## Task brief:
From the first line down to the one containing "positive clicks: (17, 154)", reproduce the entries below exactly and leave out the pictures.

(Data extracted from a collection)
Segment Open
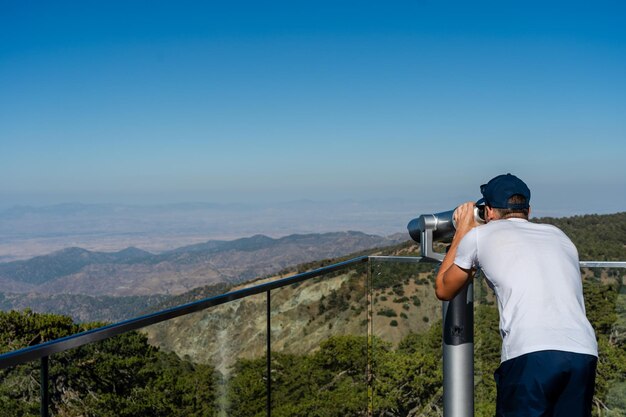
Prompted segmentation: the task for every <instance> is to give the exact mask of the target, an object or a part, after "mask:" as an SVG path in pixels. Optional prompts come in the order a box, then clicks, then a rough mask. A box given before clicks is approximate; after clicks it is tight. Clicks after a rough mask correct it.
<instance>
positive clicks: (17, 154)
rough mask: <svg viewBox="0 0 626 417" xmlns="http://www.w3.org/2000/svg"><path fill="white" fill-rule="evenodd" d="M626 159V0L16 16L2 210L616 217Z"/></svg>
mask: <svg viewBox="0 0 626 417" xmlns="http://www.w3.org/2000/svg"><path fill="white" fill-rule="evenodd" d="M625 156H626V5H625V3H624V2H621V1H613V2H608V1H607V2H605V1H599V2H578V1H568V2H535V1H525V2H508V1H497V2H496V1H494V2H480V1H479V2H452V1H397V2H363V1H358V2H357V1H337V0H336V1H314V2H313V1H273V2H272V1H268V2H248V1H228V2H213V1H208V2H200V1H198V2H191V1H176V2H174V1H170V2H164V1H112V0H109V1H106V2H103V1H78V0H76V1H72V2H68V1H54V2H51V1H46V2H43V1H41V2H37V1H18V0H15V1H13V0H4V1H2V2H0V205H2V206H10V205H16V204H35V205H42V204H53V203H60V202H66V201H80V202H87V203H91V202H124V203H134V204H151V203H169V202H182V201H211V202H233V201H237V202H250V201H259V200H261V201H266V202H267V201H289V200H296V199H303V198H308V199H313V200H339V199H359V200H366V199H370V198H375V199H389V201H394V199H398V198H405V199H412V200H414V201H416V202H420V201H429V202H430V203H431V204H435V205H436V204H438V203H440V204H441V206H442V210H444V209H448V208H449V206H451V205H453V204H455V203H457V202H460V201H465V200H467V199H474V198H477V197H478V185H479V184H481V183H483V182H486V181H487V180H488V179H489V178H491V177H492V176H495V175H498V174H500V173H504V172H512V173H515V174H517V175H519V176H520V177H522V178H523V179H524V180H526V182H527V183H528V184H529V186H530V188H531V190H533V203H534V207H535V210H536V212H538V213H544V214H550V215H566V214H572V213H587V212H600V213H601V212H616V211H623V210H624V209H626V192H625V191H626V164H624V157H625ZM416 204H417V203H416ZM416 210H417V211H419V207H416Z"/></svg>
Segment Closed
## Answer to this exercise:
Prompted segmentation: the task for every <instance> is to give the exact mask of the target, an object or a part, after "mask:" as an SVG path in pixels. Optional prompts come in the order a box, then clicks, then a rough mask. A box given before clicks is approximate; after clicks it is tight. Clicks after a rough mask correct it.
<instance>
positive clicks: (17, 154)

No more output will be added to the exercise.